··· RECORDS SUPPLIED

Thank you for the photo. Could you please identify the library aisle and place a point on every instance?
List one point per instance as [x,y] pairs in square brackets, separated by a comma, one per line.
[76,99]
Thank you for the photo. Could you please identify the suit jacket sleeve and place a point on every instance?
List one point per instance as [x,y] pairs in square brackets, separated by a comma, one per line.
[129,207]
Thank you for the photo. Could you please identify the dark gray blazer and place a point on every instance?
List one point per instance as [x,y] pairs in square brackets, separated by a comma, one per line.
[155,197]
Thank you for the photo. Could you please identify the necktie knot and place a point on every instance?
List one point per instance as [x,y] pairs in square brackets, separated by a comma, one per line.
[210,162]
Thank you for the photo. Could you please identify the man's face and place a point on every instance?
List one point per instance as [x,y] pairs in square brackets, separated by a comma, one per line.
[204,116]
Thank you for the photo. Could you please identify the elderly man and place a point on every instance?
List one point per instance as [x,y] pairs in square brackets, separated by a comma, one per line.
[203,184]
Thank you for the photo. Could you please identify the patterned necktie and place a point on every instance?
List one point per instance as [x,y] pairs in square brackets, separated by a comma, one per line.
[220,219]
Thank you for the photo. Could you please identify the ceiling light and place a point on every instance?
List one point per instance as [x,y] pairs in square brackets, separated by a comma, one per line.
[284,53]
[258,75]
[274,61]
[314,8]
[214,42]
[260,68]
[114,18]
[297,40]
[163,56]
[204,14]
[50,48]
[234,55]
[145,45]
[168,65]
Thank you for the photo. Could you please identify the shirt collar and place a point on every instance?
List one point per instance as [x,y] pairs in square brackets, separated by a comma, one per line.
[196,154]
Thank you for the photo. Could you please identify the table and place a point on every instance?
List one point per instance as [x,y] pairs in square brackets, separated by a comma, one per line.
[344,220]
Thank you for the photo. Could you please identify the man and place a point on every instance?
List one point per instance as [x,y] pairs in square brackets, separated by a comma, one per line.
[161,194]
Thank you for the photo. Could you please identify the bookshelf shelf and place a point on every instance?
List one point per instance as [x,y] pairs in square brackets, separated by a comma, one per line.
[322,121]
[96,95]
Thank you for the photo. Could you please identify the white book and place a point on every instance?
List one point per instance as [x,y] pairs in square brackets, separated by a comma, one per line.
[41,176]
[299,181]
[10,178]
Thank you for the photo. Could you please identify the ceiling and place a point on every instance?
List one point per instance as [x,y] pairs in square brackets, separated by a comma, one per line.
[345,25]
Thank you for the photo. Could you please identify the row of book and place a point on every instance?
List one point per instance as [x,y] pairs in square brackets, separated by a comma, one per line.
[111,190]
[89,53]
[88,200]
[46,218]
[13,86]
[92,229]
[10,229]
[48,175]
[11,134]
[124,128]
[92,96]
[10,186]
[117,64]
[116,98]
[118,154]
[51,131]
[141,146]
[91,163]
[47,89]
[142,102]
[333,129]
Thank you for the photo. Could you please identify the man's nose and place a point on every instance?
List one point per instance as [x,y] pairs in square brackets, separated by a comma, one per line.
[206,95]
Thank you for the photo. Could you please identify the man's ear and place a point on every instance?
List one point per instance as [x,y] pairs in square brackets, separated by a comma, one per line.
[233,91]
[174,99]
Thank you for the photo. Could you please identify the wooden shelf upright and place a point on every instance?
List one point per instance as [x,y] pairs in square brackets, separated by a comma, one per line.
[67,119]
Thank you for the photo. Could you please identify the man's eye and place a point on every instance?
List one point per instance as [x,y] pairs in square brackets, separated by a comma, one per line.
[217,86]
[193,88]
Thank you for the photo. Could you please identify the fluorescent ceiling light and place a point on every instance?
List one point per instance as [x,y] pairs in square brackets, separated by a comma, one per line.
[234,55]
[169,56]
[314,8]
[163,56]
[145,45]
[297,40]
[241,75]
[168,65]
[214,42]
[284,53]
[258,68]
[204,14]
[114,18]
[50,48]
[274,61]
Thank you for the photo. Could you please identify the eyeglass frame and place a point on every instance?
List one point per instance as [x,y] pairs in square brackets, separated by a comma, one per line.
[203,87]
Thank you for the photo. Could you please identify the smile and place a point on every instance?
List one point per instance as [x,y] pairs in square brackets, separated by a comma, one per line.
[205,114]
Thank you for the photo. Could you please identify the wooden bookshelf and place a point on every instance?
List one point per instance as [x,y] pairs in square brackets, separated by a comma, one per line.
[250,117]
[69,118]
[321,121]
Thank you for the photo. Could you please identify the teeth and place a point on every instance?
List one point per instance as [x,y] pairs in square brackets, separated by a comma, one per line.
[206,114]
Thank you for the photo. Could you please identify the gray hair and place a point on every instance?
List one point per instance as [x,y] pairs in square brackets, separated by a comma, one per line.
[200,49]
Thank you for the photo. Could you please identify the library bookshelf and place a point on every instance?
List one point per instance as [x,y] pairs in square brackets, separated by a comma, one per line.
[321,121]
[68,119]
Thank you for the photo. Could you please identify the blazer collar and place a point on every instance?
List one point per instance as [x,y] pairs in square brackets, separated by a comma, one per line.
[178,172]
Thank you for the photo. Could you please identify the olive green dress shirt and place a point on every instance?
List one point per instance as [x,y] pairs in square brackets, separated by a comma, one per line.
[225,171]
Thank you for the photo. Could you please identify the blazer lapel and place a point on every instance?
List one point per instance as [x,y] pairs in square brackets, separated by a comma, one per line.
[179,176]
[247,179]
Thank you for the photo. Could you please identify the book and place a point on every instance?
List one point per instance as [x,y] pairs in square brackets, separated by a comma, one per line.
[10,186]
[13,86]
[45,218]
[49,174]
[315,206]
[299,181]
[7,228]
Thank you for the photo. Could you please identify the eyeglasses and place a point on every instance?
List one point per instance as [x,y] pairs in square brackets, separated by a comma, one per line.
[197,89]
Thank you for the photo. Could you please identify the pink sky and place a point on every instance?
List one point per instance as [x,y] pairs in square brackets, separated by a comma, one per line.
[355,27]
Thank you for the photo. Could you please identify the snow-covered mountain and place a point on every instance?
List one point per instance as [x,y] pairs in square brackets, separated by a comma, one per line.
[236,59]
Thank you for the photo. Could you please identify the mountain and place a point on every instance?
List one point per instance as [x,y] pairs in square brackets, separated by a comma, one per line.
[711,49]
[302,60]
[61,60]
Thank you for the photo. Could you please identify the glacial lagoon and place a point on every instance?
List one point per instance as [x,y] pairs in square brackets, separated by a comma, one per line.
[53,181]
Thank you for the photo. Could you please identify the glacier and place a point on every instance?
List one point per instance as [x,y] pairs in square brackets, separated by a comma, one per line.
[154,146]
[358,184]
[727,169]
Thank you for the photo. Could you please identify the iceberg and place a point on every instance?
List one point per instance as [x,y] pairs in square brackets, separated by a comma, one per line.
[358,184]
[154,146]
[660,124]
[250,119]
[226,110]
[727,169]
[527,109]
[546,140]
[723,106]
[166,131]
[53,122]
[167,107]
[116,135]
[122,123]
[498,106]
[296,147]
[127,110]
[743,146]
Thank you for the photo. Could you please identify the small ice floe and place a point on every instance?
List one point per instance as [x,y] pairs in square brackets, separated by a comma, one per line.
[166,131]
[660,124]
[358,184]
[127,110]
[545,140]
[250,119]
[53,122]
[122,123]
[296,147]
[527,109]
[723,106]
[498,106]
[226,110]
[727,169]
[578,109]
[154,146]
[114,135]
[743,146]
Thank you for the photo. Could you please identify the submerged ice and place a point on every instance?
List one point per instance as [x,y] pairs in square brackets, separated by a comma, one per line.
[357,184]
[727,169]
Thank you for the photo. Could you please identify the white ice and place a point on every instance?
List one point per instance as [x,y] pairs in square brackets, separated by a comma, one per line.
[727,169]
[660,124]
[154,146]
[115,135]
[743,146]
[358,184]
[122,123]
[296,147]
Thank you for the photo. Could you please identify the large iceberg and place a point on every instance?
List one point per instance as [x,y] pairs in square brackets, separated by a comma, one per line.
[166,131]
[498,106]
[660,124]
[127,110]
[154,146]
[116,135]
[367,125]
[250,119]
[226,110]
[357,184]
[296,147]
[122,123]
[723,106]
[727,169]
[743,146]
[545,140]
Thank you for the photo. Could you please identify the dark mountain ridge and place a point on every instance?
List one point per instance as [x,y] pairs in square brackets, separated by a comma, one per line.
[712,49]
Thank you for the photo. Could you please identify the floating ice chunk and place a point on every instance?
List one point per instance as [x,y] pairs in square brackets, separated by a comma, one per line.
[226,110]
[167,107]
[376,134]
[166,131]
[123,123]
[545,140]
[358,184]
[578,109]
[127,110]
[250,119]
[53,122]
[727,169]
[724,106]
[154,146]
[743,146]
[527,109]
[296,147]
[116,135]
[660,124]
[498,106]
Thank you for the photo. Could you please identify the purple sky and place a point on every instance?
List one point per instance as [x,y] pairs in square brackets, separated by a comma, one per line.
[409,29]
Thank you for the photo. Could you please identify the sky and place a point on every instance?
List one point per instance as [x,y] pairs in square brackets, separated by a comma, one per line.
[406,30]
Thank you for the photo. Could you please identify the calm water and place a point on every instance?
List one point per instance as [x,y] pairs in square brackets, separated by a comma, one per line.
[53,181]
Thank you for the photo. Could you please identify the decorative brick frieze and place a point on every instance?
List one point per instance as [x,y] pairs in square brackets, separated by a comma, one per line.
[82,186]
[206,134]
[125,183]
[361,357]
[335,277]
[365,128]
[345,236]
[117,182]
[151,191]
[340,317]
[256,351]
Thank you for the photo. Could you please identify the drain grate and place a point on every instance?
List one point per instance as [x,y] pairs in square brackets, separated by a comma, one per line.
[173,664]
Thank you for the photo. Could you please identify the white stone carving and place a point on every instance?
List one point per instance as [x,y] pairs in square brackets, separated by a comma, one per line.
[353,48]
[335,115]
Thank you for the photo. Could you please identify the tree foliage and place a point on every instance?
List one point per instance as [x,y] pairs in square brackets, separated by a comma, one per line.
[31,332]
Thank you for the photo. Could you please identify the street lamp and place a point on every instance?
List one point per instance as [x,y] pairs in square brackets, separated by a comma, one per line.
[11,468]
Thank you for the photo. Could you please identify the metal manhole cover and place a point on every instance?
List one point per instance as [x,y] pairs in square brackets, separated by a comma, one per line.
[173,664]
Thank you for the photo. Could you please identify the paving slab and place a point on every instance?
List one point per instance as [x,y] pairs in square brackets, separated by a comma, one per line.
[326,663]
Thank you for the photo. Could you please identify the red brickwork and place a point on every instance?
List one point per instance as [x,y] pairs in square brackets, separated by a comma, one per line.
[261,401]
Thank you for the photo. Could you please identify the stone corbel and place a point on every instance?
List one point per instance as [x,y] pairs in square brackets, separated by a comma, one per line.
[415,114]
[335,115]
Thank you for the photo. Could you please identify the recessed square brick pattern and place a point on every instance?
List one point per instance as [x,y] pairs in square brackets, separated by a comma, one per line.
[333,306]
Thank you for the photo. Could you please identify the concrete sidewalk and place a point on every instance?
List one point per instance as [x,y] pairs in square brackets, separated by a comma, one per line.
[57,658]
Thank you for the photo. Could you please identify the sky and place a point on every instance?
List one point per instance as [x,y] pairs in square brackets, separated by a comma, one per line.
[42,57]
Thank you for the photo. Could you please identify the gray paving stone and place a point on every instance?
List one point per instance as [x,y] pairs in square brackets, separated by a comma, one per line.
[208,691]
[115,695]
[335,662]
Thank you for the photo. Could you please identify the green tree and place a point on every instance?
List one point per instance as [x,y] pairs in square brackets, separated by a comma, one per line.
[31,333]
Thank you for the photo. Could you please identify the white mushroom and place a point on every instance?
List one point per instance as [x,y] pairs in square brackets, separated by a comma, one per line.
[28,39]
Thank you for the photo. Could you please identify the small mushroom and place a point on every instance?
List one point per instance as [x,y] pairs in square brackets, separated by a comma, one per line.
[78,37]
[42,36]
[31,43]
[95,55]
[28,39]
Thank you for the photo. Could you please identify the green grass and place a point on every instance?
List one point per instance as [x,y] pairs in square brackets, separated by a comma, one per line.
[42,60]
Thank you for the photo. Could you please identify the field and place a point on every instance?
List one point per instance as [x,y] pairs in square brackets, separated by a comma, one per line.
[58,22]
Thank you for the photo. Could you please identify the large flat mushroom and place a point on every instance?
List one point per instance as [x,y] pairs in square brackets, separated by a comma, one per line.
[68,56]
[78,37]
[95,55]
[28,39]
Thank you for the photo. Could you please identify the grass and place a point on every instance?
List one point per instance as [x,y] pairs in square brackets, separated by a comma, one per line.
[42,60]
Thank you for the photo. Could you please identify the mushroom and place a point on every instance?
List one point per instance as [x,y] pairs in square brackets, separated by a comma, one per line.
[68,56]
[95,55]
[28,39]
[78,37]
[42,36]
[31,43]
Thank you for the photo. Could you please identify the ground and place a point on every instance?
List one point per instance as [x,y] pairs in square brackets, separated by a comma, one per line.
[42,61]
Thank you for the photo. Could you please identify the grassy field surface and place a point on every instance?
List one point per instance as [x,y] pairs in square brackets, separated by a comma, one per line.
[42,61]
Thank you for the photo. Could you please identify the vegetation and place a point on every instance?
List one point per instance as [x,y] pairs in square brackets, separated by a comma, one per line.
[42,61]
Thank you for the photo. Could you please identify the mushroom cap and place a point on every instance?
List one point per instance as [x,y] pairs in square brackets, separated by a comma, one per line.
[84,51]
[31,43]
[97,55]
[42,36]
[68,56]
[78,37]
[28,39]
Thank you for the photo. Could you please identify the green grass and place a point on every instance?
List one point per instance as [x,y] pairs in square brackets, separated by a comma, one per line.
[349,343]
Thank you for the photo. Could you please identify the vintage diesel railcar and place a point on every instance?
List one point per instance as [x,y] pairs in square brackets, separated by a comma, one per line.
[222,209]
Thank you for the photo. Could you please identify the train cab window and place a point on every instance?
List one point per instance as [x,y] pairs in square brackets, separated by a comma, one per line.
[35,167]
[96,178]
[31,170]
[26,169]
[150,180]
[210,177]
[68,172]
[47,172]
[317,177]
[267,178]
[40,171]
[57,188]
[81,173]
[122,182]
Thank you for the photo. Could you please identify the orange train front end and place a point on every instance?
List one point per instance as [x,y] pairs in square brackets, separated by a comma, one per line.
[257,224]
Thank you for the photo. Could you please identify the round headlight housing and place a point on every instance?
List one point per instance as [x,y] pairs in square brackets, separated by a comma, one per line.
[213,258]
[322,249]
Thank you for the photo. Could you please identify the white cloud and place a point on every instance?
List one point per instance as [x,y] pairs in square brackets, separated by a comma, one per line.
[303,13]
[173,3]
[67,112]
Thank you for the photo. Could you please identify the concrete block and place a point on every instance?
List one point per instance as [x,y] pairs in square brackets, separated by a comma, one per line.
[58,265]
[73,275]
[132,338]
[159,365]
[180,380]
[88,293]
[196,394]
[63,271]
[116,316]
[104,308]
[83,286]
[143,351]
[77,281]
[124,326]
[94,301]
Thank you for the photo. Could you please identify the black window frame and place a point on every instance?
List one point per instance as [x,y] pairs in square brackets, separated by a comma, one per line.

······

**GIVEN EXERCISE:**
Give exactly the lines from the one with "Thank you for the photo. Could you please identify the vintage" to the end of the entries, nothing before them.

**WRITTEN ANSWER:**
Thank you for the photo. Could you please identify the vintage diesel railcar and place a point on every instance?
List one point per instance as [x,y] pairs in square brackets, separated by a comma, one per line.
[222,209]
Thank you for the photo. Could you please identify the train cab window and place a point on every instance?
List one point per instance as [x,y] pairs in square brackets, separated by a comma, one per line.
[35,167]
[96,178]
[31,170]
[26,169]
[150,180]
[210,177]
[68,172]
[47,172]
[317,177]
[267,178]
[40,171]
[57,188]
[81,173]
[122,182]
Thank you for the photo. Could you please identify the orange train front end and place a point on every instance?
List one point per instance as [x,y] pairs in square brackets, separated by a comma, one per line.
[257,224]
Thank you for the photo. Could you please identify the round headlight housing and place a point on every instance?
List one point per instance as [x,y] pairs in square brackets, separated by a comma, one per line.
[213,258]
[322,249]
Thank you for the photo. Could you please identify the white cloud and place a point on every instance?
List one point per instance as [x,y] pairs in square brackets, separated by a comma, one per line.
[303,13]
[173,3]
[67,112]
Thank you for the photo. Could you please identify the concrete block and place a point on every instance?
List one point per instance as [x,y] pairs in square brackets, separated by a comma, one per line.
[58,265]
[73,275]
[132,338]
[159,365]
[180,380]
[88,293]
[196,394]
[63,271]
[116,316]
[104,308]
[83,286]
[143,351]
[77,281]
[124,326]
[94,301]
Thank you for the photo. Could you please identify the black window frame and place a point on every instance?
List one point per instance as [x,y] pairs in square brackets, separated by a comma, one per line.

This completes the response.